# WHAT THE TASK REQUIRES:
Return exactly the span of lines that opens with the line containing "Where can the mango pickle" and closes with the last line of the data, inclusive.

## Start DATA LINES

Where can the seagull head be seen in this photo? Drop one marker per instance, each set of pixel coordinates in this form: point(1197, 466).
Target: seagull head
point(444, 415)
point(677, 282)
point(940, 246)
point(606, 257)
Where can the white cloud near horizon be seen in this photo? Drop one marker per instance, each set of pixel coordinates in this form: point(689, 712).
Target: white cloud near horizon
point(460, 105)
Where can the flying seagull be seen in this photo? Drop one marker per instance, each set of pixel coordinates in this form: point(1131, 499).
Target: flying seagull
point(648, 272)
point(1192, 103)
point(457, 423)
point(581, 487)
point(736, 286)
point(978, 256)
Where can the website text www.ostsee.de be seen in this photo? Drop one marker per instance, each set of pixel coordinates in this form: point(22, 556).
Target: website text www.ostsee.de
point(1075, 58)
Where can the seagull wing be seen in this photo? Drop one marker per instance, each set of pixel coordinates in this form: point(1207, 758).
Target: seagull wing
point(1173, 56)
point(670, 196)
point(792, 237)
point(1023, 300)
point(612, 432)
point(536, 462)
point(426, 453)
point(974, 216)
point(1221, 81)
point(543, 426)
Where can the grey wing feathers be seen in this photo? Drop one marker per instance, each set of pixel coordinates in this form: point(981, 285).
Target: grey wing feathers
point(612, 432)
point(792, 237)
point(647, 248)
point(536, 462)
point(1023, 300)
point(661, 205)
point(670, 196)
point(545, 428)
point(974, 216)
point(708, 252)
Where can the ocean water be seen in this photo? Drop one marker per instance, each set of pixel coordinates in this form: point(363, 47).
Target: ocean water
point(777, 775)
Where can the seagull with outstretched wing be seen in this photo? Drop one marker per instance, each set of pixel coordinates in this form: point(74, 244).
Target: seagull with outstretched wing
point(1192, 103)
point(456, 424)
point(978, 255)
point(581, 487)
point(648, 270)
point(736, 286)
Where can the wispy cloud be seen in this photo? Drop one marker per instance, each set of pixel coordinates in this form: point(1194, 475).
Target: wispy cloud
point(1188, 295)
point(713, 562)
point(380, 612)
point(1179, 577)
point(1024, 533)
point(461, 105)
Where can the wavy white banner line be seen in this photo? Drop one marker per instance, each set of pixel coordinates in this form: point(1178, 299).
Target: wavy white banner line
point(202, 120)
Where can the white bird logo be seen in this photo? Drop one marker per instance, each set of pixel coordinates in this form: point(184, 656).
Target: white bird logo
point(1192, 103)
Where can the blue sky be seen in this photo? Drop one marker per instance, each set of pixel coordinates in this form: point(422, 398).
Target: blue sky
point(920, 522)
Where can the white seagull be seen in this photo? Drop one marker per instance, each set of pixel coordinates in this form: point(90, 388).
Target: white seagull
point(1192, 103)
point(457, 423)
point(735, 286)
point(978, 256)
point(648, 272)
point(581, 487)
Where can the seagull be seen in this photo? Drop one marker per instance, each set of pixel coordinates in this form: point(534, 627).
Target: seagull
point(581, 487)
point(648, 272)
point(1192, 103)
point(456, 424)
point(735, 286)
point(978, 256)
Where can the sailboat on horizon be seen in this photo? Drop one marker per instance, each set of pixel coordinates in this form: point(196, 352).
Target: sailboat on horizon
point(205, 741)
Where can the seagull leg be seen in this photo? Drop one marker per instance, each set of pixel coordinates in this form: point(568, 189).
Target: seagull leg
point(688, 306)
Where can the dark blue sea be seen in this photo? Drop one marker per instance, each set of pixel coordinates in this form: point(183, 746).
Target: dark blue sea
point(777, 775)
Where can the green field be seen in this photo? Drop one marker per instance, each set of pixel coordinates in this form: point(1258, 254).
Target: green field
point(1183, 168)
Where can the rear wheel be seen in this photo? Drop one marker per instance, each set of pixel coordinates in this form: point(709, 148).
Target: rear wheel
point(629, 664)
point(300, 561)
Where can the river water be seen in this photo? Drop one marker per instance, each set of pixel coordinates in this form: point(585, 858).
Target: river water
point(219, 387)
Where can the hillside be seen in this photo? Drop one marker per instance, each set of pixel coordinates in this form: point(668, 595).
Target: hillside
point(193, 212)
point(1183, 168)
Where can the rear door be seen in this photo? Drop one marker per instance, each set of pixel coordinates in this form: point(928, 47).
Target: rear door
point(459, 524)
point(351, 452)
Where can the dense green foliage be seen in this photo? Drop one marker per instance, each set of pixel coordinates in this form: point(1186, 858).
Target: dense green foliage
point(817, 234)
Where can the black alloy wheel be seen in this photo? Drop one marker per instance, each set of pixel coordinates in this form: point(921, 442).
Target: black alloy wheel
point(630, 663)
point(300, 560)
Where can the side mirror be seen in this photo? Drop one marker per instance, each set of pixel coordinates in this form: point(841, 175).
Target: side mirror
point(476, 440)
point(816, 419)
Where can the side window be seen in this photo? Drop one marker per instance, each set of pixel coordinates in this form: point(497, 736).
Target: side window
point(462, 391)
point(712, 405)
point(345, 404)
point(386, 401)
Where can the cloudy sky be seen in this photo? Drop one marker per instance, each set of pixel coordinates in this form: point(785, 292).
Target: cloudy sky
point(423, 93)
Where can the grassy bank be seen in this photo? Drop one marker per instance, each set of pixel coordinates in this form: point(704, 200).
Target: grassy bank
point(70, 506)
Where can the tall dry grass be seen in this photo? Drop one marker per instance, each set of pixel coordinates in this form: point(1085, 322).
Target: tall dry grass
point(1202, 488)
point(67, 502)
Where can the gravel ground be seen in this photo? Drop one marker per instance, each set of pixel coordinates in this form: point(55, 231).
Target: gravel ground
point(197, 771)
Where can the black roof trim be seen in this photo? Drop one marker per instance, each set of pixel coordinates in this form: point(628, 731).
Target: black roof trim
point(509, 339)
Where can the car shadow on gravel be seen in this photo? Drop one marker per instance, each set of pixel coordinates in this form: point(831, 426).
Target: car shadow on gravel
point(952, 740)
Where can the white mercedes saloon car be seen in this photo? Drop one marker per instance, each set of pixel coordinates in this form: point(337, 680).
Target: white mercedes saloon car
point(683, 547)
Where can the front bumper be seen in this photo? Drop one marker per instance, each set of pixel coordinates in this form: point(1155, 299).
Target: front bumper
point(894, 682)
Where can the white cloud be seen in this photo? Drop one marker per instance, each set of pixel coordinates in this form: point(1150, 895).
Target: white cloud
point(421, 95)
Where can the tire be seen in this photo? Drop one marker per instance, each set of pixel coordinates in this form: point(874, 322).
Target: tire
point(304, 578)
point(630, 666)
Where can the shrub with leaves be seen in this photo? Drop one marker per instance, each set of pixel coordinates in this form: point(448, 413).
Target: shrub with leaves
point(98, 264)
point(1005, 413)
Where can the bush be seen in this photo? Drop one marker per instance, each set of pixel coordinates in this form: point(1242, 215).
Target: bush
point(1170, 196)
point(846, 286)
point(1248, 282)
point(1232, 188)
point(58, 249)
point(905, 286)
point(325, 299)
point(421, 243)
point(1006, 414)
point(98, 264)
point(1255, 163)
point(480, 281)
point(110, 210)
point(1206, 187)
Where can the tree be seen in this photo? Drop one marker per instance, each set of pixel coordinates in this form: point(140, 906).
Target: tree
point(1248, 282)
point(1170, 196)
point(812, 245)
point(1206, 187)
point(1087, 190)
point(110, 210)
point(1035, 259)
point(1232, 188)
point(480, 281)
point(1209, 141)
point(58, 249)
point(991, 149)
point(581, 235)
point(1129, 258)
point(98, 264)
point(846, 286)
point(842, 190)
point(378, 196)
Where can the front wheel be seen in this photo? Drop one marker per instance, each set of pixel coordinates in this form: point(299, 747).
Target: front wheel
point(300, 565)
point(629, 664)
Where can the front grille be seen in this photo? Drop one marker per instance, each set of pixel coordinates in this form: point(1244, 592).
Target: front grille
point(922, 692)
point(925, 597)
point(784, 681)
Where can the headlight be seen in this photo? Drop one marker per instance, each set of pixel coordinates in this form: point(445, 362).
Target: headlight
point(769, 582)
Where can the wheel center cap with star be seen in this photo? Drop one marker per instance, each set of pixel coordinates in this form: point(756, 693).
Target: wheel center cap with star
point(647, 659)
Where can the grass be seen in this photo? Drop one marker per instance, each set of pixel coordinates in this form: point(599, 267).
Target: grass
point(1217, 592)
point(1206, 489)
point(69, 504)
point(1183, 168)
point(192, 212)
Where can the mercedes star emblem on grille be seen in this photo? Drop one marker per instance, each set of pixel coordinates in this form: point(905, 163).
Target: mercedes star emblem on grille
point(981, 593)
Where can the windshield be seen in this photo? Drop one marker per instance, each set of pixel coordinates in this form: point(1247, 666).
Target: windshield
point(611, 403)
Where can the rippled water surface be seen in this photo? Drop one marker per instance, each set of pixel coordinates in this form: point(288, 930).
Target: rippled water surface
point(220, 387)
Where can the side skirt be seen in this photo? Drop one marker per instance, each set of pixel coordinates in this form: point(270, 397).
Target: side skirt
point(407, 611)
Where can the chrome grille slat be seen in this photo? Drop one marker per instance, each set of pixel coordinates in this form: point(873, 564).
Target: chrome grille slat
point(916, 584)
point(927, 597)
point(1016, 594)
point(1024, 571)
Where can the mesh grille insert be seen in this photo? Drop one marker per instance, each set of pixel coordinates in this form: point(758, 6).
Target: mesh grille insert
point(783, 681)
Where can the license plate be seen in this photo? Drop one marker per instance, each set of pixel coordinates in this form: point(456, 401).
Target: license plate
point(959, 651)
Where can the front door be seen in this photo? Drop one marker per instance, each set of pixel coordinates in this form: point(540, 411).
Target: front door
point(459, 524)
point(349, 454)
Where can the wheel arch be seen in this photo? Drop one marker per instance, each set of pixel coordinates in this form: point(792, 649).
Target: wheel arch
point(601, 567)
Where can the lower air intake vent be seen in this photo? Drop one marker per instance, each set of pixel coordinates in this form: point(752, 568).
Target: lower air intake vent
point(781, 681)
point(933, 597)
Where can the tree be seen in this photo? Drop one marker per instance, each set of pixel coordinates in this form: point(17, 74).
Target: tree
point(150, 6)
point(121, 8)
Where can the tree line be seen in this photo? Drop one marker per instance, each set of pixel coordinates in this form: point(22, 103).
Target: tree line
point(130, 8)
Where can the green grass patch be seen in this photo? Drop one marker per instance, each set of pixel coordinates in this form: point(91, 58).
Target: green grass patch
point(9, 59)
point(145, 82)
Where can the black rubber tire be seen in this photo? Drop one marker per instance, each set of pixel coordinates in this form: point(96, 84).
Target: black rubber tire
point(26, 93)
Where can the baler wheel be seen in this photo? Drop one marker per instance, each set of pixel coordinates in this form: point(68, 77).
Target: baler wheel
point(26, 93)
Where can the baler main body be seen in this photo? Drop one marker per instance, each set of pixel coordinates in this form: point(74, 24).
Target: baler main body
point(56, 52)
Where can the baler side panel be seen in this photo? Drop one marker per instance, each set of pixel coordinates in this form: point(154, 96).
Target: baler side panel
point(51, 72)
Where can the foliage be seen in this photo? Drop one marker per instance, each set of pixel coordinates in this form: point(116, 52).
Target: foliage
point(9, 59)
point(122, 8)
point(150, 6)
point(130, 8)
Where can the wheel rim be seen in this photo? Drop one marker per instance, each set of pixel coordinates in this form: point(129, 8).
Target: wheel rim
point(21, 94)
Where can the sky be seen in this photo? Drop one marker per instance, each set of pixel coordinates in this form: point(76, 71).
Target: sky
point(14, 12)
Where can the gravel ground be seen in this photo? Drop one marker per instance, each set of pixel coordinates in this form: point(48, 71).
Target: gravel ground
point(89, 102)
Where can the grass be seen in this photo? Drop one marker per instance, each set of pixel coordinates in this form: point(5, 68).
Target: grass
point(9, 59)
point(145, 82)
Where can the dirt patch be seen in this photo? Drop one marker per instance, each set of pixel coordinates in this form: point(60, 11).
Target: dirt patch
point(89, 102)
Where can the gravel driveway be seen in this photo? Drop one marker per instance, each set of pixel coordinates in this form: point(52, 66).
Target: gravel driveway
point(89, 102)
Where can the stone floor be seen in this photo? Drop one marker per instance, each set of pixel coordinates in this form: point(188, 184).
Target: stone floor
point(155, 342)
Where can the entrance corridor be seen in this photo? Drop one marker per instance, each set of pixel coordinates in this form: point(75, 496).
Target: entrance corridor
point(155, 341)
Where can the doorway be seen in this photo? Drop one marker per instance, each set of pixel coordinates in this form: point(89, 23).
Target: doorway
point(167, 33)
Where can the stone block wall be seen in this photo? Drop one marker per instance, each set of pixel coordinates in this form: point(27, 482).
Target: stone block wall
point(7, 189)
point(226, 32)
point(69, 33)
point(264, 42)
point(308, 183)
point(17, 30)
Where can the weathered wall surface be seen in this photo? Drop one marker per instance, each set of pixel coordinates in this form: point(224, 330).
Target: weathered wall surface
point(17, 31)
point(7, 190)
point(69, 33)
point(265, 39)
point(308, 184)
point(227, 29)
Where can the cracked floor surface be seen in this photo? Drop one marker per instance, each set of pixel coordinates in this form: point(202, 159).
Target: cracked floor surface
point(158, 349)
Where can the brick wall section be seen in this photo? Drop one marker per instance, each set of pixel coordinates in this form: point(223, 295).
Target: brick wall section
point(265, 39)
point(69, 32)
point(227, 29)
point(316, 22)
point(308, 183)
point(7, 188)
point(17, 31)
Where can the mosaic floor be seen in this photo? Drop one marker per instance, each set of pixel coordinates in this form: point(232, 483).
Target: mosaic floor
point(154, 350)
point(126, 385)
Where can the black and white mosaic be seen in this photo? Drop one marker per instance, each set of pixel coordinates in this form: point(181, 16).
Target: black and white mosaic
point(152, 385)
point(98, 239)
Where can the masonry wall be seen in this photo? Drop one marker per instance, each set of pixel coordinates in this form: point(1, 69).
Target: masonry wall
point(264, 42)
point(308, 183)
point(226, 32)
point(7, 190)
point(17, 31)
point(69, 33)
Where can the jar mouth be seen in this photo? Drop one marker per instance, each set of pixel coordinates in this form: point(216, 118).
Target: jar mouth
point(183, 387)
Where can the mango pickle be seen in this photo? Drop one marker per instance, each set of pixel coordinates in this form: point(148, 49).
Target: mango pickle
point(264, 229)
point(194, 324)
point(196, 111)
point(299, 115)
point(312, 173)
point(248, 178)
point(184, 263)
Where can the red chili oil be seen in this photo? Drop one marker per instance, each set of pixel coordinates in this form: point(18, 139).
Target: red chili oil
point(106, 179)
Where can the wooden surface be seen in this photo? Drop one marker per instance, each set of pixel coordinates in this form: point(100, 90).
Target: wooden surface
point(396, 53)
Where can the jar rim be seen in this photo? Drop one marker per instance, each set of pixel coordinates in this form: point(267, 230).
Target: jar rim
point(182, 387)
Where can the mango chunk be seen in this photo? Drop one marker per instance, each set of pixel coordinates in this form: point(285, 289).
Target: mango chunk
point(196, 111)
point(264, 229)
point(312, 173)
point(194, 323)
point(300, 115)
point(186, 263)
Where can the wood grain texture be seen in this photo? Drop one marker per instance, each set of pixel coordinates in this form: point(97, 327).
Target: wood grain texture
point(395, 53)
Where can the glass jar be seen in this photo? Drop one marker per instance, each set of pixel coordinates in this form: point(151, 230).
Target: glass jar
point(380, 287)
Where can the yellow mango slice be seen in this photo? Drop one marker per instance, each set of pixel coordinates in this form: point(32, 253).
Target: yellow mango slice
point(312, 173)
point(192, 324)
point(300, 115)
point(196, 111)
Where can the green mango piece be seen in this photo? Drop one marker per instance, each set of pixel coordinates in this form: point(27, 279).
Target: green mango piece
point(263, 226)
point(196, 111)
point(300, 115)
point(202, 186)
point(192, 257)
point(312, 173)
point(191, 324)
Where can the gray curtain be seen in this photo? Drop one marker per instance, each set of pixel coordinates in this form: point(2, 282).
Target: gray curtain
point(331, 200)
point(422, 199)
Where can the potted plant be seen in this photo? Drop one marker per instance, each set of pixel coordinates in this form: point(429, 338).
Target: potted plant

## End DATA LINES

# FINISHED TASK:
Where can the mango pickle be seen in this photo? Drop one marker per instance, each set of pixel coordinates in this form: point(148, 49).
Target: mango pickle
point(264, 229)
point(194, 324)
point(196, 111)
point(299, 115)
point(312, 173)
point(248, 178)
point(184, 263)
Where can the red chili oil be seen in this photo? Drop one marker per instance, each set of pixel coordinates in this form: point(18, 139).
Target: red chili oil
point(106, 179)
Where can the wooden surface be seen in this photo? Drop one marker per instance, each set of pixel coordinates in this form: point(100, 90).
Target: wooden surface
point(396, 53)
Where can the jar rim be seen in this photo? Drop one marker per instance, each set of pixel coordinates in this form: point(267, 230).
Target: jar rim
point(182, 387)
Where can the mango chunk be seen in this photo? Drop one marker per instance, each set of pixel coordinates in this form: point(285, 289).
Target: mango chunk
point(196, 111)
point(264, 229)
point(312, 173)
point(194, 323)
point(300, 115)
point(186, 263)
Where can the wood grain texture be seen in this photo? Drop one marker per instance, each set of pixel coordinates in this form: point(97, 327).
Target: wood grain texture
point(395, 53)
Where can the glass jar be seen in this photo? Drop one marker per instance, each set of pixel coordinates in this form: point(151, 230).
Target: glass jar
point(380, 287)
Where can the yellow mango slice be seen in this photo? Drop one marker per instance, each set of pixel coordinates in this form: point(32, 253).
Target: yellow mango slice
point(312, 173)
point(192, 324)
point(300, 115)
point(196, 111)
Where can the green mango piece be seen in this photo? Drop one marker per instance, each set of pixel coordinates in this form: point(27, 279).
Target: green mango piece
point(263, 226)
point(196, 111)
point(300, 115)
point(202, 186)
point(192, 257)
point(312, 173)
point(191, 324)
Where can the gray curtain be seen in this photo? Drop one marker per instance, each set of pixel coordinates in this form: point(2, 282).
Target: gray curtain
point(331, 200)
point(422, 199)
Where can the potted plant be seen in this photo? Drop one marker per instance, each set of pixel coordinates in this form: point(429, 338).
Target: potted plant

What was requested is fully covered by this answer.